### Task material
↓
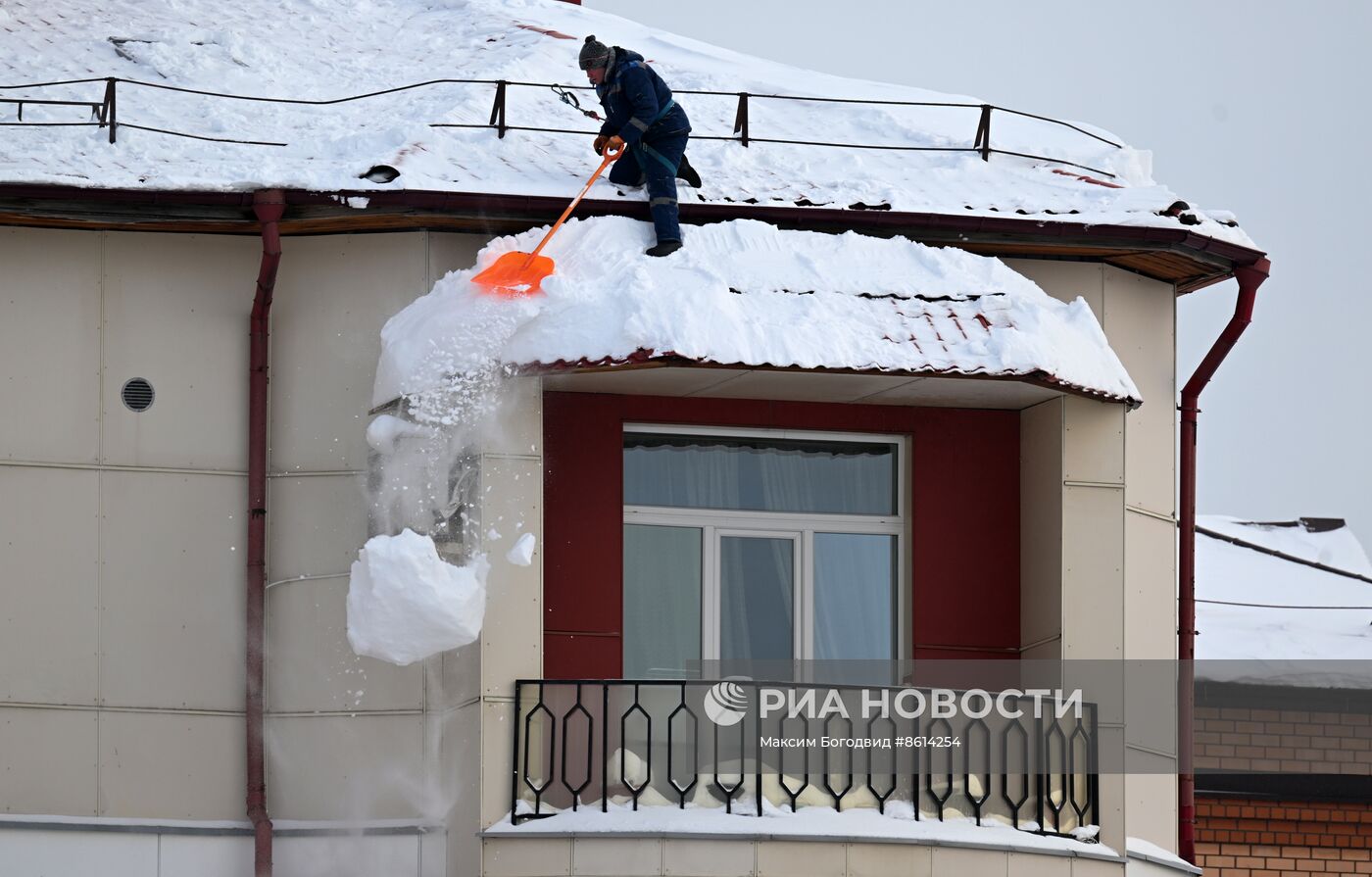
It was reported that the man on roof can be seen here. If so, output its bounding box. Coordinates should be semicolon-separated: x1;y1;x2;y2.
580;34;700;256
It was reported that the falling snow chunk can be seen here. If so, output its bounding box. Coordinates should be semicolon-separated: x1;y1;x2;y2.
505;532;535;566
347;530;490;663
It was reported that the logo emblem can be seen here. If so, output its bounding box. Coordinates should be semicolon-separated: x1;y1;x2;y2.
706;681;748;727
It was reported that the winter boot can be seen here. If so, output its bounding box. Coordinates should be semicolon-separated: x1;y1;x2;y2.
676;155;700;189
644;240;682;256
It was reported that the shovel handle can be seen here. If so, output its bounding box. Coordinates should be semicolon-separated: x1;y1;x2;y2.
528;145;624;263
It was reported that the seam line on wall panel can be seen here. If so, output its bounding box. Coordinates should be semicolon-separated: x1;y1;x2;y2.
1018;633;1062;655
1124;504;1177;525
0;700;243;716
263;708;424;719
95;232;110;816
267;572;351;587
0;460;247;477
267;469;367;477
1124;740;1177;757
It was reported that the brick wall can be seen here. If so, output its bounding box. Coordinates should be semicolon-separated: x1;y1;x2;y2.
1195;706;1372;777
1197;795;1372;877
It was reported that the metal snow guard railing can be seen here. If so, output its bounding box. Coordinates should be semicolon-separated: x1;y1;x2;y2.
0;76;1124;178
511;679;1101;836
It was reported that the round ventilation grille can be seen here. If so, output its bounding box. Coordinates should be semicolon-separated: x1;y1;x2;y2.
120;377;154;412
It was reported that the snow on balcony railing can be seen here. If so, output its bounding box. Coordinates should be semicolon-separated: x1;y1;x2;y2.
511;679;1099;837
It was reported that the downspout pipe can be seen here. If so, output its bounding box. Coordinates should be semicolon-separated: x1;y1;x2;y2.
244;189;285;877
1177;258;1272;864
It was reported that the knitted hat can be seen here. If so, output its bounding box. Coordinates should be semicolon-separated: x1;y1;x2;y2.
577;34;610;70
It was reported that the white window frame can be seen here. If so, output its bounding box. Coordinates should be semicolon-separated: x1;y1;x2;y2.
620;422;912;661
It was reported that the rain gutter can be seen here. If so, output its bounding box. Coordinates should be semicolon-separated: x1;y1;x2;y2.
244;189;285;877
1177;258;1272;864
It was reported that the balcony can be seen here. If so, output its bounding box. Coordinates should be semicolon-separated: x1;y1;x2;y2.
511;679;1101;842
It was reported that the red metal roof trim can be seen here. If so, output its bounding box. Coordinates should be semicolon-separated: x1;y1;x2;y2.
515;350;1143;409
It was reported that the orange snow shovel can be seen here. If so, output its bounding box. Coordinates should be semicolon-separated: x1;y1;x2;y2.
472;145;624;298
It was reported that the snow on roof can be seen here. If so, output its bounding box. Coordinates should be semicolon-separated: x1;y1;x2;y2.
1197;514;1372;688
0;0;1251;246
373;217;1140;405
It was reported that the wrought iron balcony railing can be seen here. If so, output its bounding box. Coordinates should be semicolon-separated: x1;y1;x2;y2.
511;679;1099;836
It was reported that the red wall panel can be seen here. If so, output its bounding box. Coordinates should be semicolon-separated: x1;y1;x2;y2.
543;393;1019;678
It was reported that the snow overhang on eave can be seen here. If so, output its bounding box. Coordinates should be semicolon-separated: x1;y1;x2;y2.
0;184;1265;292
518;350;1143;411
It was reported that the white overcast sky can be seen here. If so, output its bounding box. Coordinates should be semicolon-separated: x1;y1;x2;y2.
583;0;1372;549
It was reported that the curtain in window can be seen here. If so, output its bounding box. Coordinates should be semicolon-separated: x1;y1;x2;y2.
624;432;898;514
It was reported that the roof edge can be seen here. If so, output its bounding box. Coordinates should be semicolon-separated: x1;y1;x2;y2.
0;182;1266;272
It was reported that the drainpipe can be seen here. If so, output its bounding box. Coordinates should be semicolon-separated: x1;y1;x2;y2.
1177;258;1272;864
244;189;285;877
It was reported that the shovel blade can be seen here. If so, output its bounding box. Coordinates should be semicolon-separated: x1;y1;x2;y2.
472;253;553;298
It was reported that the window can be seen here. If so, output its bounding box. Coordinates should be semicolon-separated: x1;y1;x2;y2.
623;427;906;684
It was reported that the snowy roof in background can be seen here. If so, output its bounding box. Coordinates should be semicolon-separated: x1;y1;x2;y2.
373;217;1140;405
1197;514;1372;688
0;0;1252;246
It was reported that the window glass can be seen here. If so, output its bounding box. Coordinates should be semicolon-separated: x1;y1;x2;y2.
624;524;701;679
624;432;899;516
813;532;899;685
719;535;796;661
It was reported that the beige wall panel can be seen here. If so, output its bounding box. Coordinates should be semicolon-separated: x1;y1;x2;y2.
102;233;261;470
268;713;419;819
1071;855;1125;877
1062;487;1124;658
441;645;490;709
1062;395;1125;484
267;475;368;582
481;376;543;457
0;706;97;817
1125;773;1177;867
1009;853;1071;877
444;703;482;877
1005;260;1108;317
1124;511;1177;660
662;839;756;877
158;835;258;877
0;466;99;706
485;837;572;877
481;456;543;696
1104;267;1177;514
419;832;447;877
1097;730;1129;850
267;578;424;712
572;837;662;877
425;232;491;285
480;700;528;829
0;830;158;877
0;228;102;463
271;835;419;877
99;712;246;819
271;232;428;472
758;840;848;877
848;844;934;877
934;847;1009;877
1019;398;1062;652
100;472;247;709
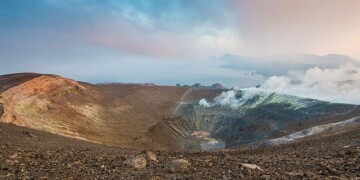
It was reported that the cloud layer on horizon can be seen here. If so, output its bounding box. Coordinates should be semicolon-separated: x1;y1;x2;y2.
↑
### Task objective
Can you write out every line of the items above as a numbered list, skipping blank lines and leaving out the pictures?

### Task answer
1. It was reported that the man on roof can be seen here. If so, output its bounding box. Coordinates should be semicolon-separated: x1;y1;x2;y2.
2. 580;34;700;256
3. It was reported that the falling snow chunk can be seen here. If so, output its bounding box. Coordinates should be semicolon-separated: x1;y1;x2;y2.
4. 505;532;535;566
5. 347;530;490;663
6. It was reported that the logo emblem can be seen here. If so, output its bounding box. Coordinates should be semicolon-separated: x1;y1;x2;y2.
7. 706;681;748;727
8. It was reported that the winter boot can be seen here. If so, output its bounding box. Coordinates should be semicolon-separated: x1;y1;x2;y2.
9. 676;155;700;189
10. 644;240;682;256
11. It was reported that the shovel handle can be seen here. If so, output its bounding box. Coordinates should be semicolon-separated: x1;y1;x2;y2.
12. 528;145;624;263
13. It was reported that the seam line on wall panel can be seen here. If so, output its bounding box. Coordinates should be semicolon-separated: x1;y1;x2;y2.
14. 1018;633;1062;655
15. 1124;504;1177;525
16. 0;700;243;716
17. 263;708;424;719
18. 95;232;110;816
19. 267;572;351;587
20. 0;460;247;477
21. 267;469;367;477
22. 1124;740;1177;757
23. It was reported that the brick wall can be seen here. If so, output its bounding box. Coordinates should be semicolon-separated: x1;y1;x2;y2.
24. 1195;706;1372;777
25. 1197;795;1372;877
26. It was reported that the metal snow guard railing can be seen here. If so, output its bounding box. Coordinates should be semicolon-separated: x1;y1;x2;y2.
27. 0;76;1124;178
28. 511;679;1101;836
29. It was reported that the round ventilation grille can be seen here. If so, output its bounding box. Coordinates should be semicolon-separated: x1;y1;x2;y2.
30. 120;377;154;412
31. It was reported that the snow on balcony railing can be seen here. If so, output its bounding box. Coordinates should be semicolon-separated: x1;y1;x2;y2.
32. 511;679;1099;837
33. It was reported that the downspout pipe can be seen here. If so, output its bounding box. Coordinates should be semicolon-separated: x1;y1;x2;y2.
34. 244;189;285;877
35. 1177;258;1272;864
36. It was reported that the knitted hat can be seen here. If so, output its bounding box. Coordinates should be semicolon-separated: x1;y1;x2;y2.
37. 577;34;610;70
38. It was reported that the white window frame can be seen here. If so, output its bounding box. Coordinates should be semicolon-separated: x1;y1;x2;y2.
39. 620;422;912;661
40. It was reported that the rain gutter can be seen here. If so, output its bounding box. Coordinates should be semicolon-separated: x1;y1;x2;y2.
41. 244;189;285;877
42. 1177;258;1272;864
43. It was reported that the balcony can be seen here. If so, output its bounding box. Coordinates should be semicolon-separated: x1;y1;x2;y2.
44. 511;679;1101;842
45. It was reported that the red metal roof trim can be seen here. If so, output its bounding box. Coordinates should be semicolon-separated: x1;y1;x2;y2.
46. 515;350;1143;409
47. It was reported that the orange snow shovel can be seen here. If so, output its bounding box. Coordinates should be semicolon-separated: x1;y1;x2;y2.
48. 472;145;624;298
49. It was reported that the snow on roof can be seen here. If so, output its bounding box. Coordinates should be semicolon-separated: x1;y1;x2;y2.
50. 1197;514;1372;688
51. 0;0;1251;246
52. 373;217;1140;405
53. It was reported that the wrought iron balcony railing can be seen here. If so, output its bounding box. Coordinates should be semicolon-separated: x1;y1;x2;y2.
54. 511;679;1099;836
55. It was reported that the red wall panel can be seen here. If so, output its bounding box. Coordinates should be semicolon-separated: x1;y1;x2;y2.
56. 543;393;1019;678
57. It was reported that the snow overhang on eave can be seen here. If so, output its bounding box. Coordinates should be semicolon-separated: x1;y1;x2;y2.
58. 0;184;1265;292
59. 518;350;1143;411
60. It was reported that the white overcast sky can be seen here. If so, output its bounding box. Coordinates should be semicolon-separated: x1;y1;x2;y2.
61. 583;0;1372;549
62. It was reported that the curtain in window can be seen here. If so, output its bounding box. Coordinates should be semicolon-separated: x1;y1;x2;y2.
63. 624;432;898;514
64. It was reported that the roof edge can be seen here. If so, output its bounding box. Coordinates should be semicolon-separated: x1;y1;x2;y2.
65. 0;182;1266;272
66. It was reported that the drainpipe can be seen here. If so, output its bounding box. Coordinates should be semicolon-separated: x1;y1;x2;y2.
67. 1177;258;1272;864
68. 244;189;285;877
69. It was reported that the shovel blade can be seen here. If so, output its bounding box. Coordinates should be semicolon-separated: x1;y1;x2;y2.
70. 472;253;553;298
71. It was reported that the window can be seen here. If so, output its bounding box. Coordinates should be semicolon-separated: x1;y1;x2;y2.
72. 623;427;906;684
73. It was reported that the snowy roof in background can be seen here. If so, output its bounding box. Coordinates should be semicolon-separated: x1;y1;x2;y2.
74. 373;217;1140;405
75. 1197;514;1372;688
76. 0;0;1252;246
77. It was reported that the window glass can be seen here. If so, output its bounding box. Coordinates should be semicolon-separated: x1;y1;x2;y2.
78. 624;524;701;679
79. 624;432;899;516
80. 813;532;899;685
81. 719;535;796;661
82. It was reported that the beige wall panel can be seen here. If so, output its bounding box. Coordinates should be semicolon-separated: x1;y1;x2;y2.
83. 102;233;261;470
84. 268;713;419;819
85. 1071;855;1125;877
86. 1062;487;1124;658
87. 441;645;490;709
88. 1062;395;1125;484
89. 267;475;368;582
90. 481;376;543;457
91. 0;706;97;817
92. 1125;773;1177;867
93. 1009;853;1071;877
94. 444;703;482;877
95. 1005;260;1108;317
96. 1124;511;1177;660
97. 662;839;756;877
98. 158;835;258;877
99. 0;466;99;706
100. 485;837;572;877
101. 481;456;543;696
102. 1104;267;1177;514
103. 419;832;447;877
104. 1097;730;1129;850
105. 267;578;424;712
106. 572;837;662;877
107. 425;232;491;285
108. 480;700;528;829
109. 0;830;158;877
110. 0;228;102;463
111. 271;835;419;877
112. 99;712;246;819
113. 271;232;428;472
114. 758;840;848;877
115. 848;844;934;877
116. 934;847;1009;877
117. 1019;398;1062;652
118. 100;472;247;709
119. It was reported that the cloud layer on horizon can be seen here. If so, output its bounding box. Coordinates should be semicolon-separated: x1;y1;x2;y2.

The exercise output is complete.